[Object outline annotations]

• • • • • • •

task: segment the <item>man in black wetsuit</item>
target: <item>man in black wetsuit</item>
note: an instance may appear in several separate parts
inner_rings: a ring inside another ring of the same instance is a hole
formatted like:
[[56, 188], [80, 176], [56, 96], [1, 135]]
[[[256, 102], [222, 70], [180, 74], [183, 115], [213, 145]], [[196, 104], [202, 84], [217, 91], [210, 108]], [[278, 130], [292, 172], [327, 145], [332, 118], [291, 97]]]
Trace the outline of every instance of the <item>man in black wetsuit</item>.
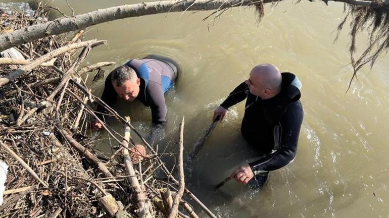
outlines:
[[[231, 178], [260, 187], [269, 172], [280, 169], [296, 156], [304, 112], [300, 98], [301, 83], [291, 73], [280, 73], [275, 66], [255, 67], [249, 79], [239, 85], [215, 110], [220, 120], [230, 106], [246, 98], [241, 132], [261, 157], [238, 167]], [[255, 179], [253, 179], [255, 177]]]
[[[138, 99], [151, 108], [153, 124], [160, 127], [166, 121], [167, 113], [164, 94], [176, 80], [179, 68], [173, 60], [160, 56], [131, 60], [107, 77], [102, 100], [112, 106], [118, 96], [129, 101]], [[100, 105], [96, 111], [101, 119], [102, 114], [107, 113]], [[100, 129], [102, 125], [94, 119], [93, 126]]]

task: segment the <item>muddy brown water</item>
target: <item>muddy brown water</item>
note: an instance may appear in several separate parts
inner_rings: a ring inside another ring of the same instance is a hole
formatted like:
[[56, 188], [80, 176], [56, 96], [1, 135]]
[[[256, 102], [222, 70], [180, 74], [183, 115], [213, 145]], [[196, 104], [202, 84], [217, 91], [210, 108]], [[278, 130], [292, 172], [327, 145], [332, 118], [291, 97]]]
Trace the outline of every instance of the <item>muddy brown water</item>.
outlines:
[[[69, 3], [76, 13], [83, 13], [135, 2]], [[54, 5], [69, 13], [65, 1]], [[294, 72], [303, 83], [305, 111], [295, 161], [272, 172], [262, 190], [250, 191], [229, 182], [222, 192], [213, 192], [214, 185], [235, 167], [255, 157], [239, 133], [241, 103], [232, 107], [208, 139], [185, 178], [188, 186], [221, 217], [388, 217], [388, 56], [382, 56], [372, 70], [364, 68], [345, 94], [352, 75], [347, 48], [349, 29], [346, 26], [332, 43], [343, 6], [329, 5], [284, 1], [275, 9], [267, 5], [259, 25], [254, 10], [244, 8], [214, 21], [202, 21], [211, 13], [202, 12], [110, 22], [92, 27], [86, 35], [109, 44], [95, 48], [88, 62], [120, 64], [151, 53], [178, 60], [183, 72], [166, 96], [169, 122], [158, 149], [162, 152], [167, 145], [167, 151], [177, 150], [178, 127], [184, 115], [186, 153], [211, 123], [214, 108], [248, 78], [254, 65], [271, 63]], [[364, 46], [366, 41], [360, 39], [358, 45]], [[102, 81], [90, 84], [101, 94]], [[115, 108], [148, 132], [150, 110], [139, 102], [119, 102]], [[114, 122], [109, 123], [122, 131]], [[107, 134], [97, 137], [103, 139], [98, 147], [109, 152], [109, 140], [104, 139]]]

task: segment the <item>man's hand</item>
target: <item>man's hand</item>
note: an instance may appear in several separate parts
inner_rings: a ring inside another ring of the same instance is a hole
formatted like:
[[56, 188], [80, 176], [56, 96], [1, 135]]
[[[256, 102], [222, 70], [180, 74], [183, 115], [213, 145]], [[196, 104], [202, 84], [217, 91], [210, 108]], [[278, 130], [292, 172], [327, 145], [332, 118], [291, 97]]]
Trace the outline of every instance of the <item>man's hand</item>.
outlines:
[[95, 119], [93, 121], [92, 126], [93, 128], [94, 128], [94, 129], [100, 130], [103, 128], [103, 124], [100, 123], [100, 122], [99, 121], [99, 120]]
[[215, 112], [213, 113], [213, 118], [212, 118], [212, 121], [215, 121], [218, 117], [219, 117], [219, 120], [220, 122], [223, 121], [223, 119], [224, 118], [225, 114], [227, 113], [227, 110], [221, 106], [219, 106], [215, 110]]
[[254, 174], [248, 164], [239, 167], [230, 176], [231, 179], [233, 179], [236, 180], [236, 182], [244, 184], [247, 184], [254, 177]]

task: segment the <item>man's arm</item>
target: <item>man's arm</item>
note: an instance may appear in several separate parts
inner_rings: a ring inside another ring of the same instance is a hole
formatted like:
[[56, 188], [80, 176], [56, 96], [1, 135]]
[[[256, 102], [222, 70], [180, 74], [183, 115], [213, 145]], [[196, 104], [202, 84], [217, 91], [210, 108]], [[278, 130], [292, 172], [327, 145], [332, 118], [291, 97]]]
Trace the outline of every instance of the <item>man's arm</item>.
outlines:
[[220, 106], [228, 109], [229, 107], [245, 100], [247, 97], [247, 91], [248, 90], [249, 87], [245, 82], [240, 83], [230, 93]]
[[249, 164], [255, 175], [261, 171], [279, 169], [293, 160], [296, 155], [303, 114], [300, 101], [289, 105], [280, 122], [279, 148], [269, 156]]

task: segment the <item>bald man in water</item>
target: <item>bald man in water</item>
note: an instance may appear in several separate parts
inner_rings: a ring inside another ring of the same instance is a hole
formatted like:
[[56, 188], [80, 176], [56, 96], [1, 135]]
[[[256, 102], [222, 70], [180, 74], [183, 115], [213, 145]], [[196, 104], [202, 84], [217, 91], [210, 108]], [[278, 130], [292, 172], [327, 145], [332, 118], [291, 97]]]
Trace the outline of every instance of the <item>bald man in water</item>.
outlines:
[[270, 171], [294, 159], [304, 114], [301, 88], [293, 74], [281, 73], [272, 64], [259, 65], [215, 110], [213, 120], [220, 117], [222, 121], [229, 107], [247, 99], [240, 130], [260, 157], [238, 167], [232, 179], [260, 188]]

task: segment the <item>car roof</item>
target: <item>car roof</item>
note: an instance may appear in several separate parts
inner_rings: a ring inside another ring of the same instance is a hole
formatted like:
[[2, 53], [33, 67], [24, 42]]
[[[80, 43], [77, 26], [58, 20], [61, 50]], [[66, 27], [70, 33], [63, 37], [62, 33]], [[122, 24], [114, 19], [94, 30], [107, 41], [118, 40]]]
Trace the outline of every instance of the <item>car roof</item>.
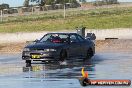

• • • • • • •

--- Your instructions ---
Please rewrite all of the lines above as a JSON list of strings, one string per line, skipping blank lines and leaving the pictures out.

--- Exercise result ---
[
  "task: segment the <item>man in black wetsuit</item>",
  "target: <item>man in black wetsuit</item>",
  "note: an instance may appear in several separate parts",
  "inner_rings: a ring inside another ring of the same instance is a hole",
  "formatted like:",
  "[[56, 188], [80, 176], [56, 96], [1, 135]]",
  "[[[256, 102], [222, 70], [180, 74], [183, 115], [213, 145]], [[196, 104], [202, 84], [217, 91], [210, 108]], [[278, 130], [292, 172], [327, 145], [332, 118], [291, 97]]]",
  "Trace the outline of every instance of the <item>man in black wetsuit</item>.",
  "outlines:",
  "[[[231, 178], [260, 187], [269, 172], [280, 169], [296, 156], [304, 112], [300, 98], [301, 83], [291, 73], [280, 73], [275, 66], [255, 67], [249, 79], [239, 85], [215, 110], [220, 120], [230, 106], [246, 98], [241, 132], [261, 157], [238, 167]], [[255, 179], [253, 179], [255, 177]]]",
  "[[[138, 99], [151, 108], [153, 124], [160, 127], [166, 121], [167, 113], [164, 94], [176, 80], [179, 68], [173, 60], [160, 56], [131, 60], [107, 77], [102, 100], [112, 106], [118, 96], [129, 101]], [[100, 105], [96, 111], [101, 119], [102, 114], [107, 113]], [[100, 129], [102, 125], [94, 119], [93, 126]]]",
  "task: segment the <item>muddy brown water</item>",
  "target: <item>muddy brown water</item>",
  "note: an instance may appear in several separate parts",
  "inner_rings: a ring inside another ring of the same instance is a hole",
  "formatted like:",
  "[[56, 188], [80, 176], [56, 96], [1, 135]]",
  "[[[256, 102], [222, 70], [180, 74], [183, 115], [213, 145]], [[196, 104], [202, 84], [217, 91], [210, 108]], [[278, 130], [292, 172], [327, 145], [332, 118], [291, 97]]]",
  "Trace the outline of every instance of the <item>muddy brown water</item>.",
  "outlines:",
  "[[[69, 3], [76, 13], [83, 13], [135, 2]], [[54, 5], [69, 13], [65, 1]], [[294, 72], [303, 83], [305, 111], [295, 161], [272, 172], [262, 190], [250, 191], [229, 182], [222, 192], [213, 192], [214, 185], [235, 167], [255, 157], [239, 133], [241, 103], [232, 107], [208, 139], [185, 178], [188, 186], [221, 217], [388, 217], [388, 56], [382, 56], [372, 70], [364, 68], [345, 94], [352, 75], [347, 48], [349, 29], [346, 26], [332, 43], [343, 6], [329, 5], [284, 1], [275, 9], [267, 5], [259, 25], [254, 10], [244, 8], [214, 21], [202, 21], [211, 13], [202, 12], [110, 22], [92, 27], [86, 35], [109, 44], [95, 48], [88, 62], [120, 64], [151, 53], [178, 60], [183, 72], [166, 96], [169, 122], [158, 149], [162, 152], [167, 145], [167, 151], [177, 150], [178, 127], [184, 115], [186, 153], [211, 123], [214, 108], [248, 78], [254, 65], [271, 63]], [[364, 46], [366, 41], [360, 39], [358, 45]], [[102, 81], [90, 84], [101, 94]], [[115, 108], [148, 132], [150, 110], [139, 102], [119, 102]], [[114, 122], [109, 123], [122, 131]], [[107, 134], [97, 137], [103, 139], [98, 147], [109, 152], [109, 140], [104, 139]]]",
  "task: segment the <item>man's hand</item>",
  "target: <item>man's hand</item>",
  "note: an instance may appear in several separate parts",
  "inner_rings: a ring inside another ring of the same instance is a hole",
  "formatted like:",
  "[[56, 188], [80, 176], [56, 96], [1, 135]]",
  "[[[256, 102], [222, 70], [180, 74], [183, 115], [213, 145]], [[196, 104], [202, 84], [217, 91], [210, 108]], [[278, 130], [292, 172], [327, 145], [332, 118], [291, 97]]]",
  "Trace the outline of every instance of the <item>man's hand</item>.",
  "outlines:",
  "[[95, 119], [93, 121], [92, 126], [93, 128], [94, 128], [94, 129], [100, 130], [103, 128], [103, 124], [100, 123], [100, 122], [99, 121], [99, 120]]",
  "[[215, 112], [213, 113], [213, 118], [212, 118], [212, 121], [215, 121], [218, 117], [219, 117], [219, 120], [220, 122], [223, 121], [223, 119], [224, 118], [225, 114], [227, 113], [227, 110], [221, 106], [219, 106], [215, 110]]",
  "[[254, 174], [248, 164], [239, 167], [230, 176], [231, 179], [233, 179], [236, 180], [236, 182], [244, 184], [247, 184], [254, 177]]",
  "task: segment the <item>man's arm</item>",
  "target: <item>man's arm</item>",
  "note: an instance may appear in several separate parts",
  "inner_rings: a ring inside another ring of the same instance is a hole",
  "formatted like:",
  "[[56, 188], [80, 176], [56, 96], [1, 135]]",
  "[[[256, 102], [222, 70], [180, 74], [183, 115], [213, 145]], [[196, 104], [202, 84], [217, 91], [210, 108]], [[278, 130], [292, 172], [327, 145], [332, 118], [291, 97]]]",
  "Trace the outline of every instance of the <item>man's arm</item>.",
  "outlines:",
  "[[220, 106], [228, 109], [229, 107], [245, 100], [247, 97], [247, 91], [248, 90], [249, 87], [245, 82], [240, 83], [230, 93]]",
  "[[249, 164], [255, 175], [261, 171], [279, 169], [293, 160], [296, 155], [303, 114], [300, 101], [289, 105], [280, 122], [279, 148], [269, 156]]",
  "task: segment the <item>bald man in water</item>",
  "target: <item>bald man in water</item>",
  "note: an instance may appear in several separate parts",
  "inner_rings: a ring inside another ring of the same instance is a hole",
  "formatted like:",
  "[[56, 188], [80, 176], [56, 96], [1, 135]]",
  "[[[256, 102], [222, 70], [180, 74], [183, 115], [213, 145]], [[196, 104], [202, 84], [217, 91], [210, 108]], [[278, 130], [292, 172], [327, 145], [332, 118], [291, 97]]]",
  "Trace the outline of every instance of the <item>bald man in water</item>.",
  "outlines:",
  "[[270, 171], [294, 159], [304, 114], [301, 88], [293, 74], [281, 73], [272, 64], [259, 65], [215, 110], [213, 120], [220, 117], [222, 121], [229, 107], [247, 99], [240, 130], [260, 157], [238, 167], [232, 179], [260, 188]]",
  "task: segment the <item>car roof</item>",
  "target: <item>car roof</item>",
  "note: an instance may appear in several separate parts",
  "inner_rings: a ring inside another ring of the same instance is a hole",
  "formatted like:",
  "[[2, 53], [33, 67], [24, 42]]",
  "[[[80, 43], [77, 26], [58, 20], [61, 50]], [[66, 27], [70, 33], [63, 37], [62, 33]], [[122, 24], [114, 19], [94, 30], [107, 41], [118, 40]]]",
  "Trace the outline of every instance of the <item>car roof</item>."
]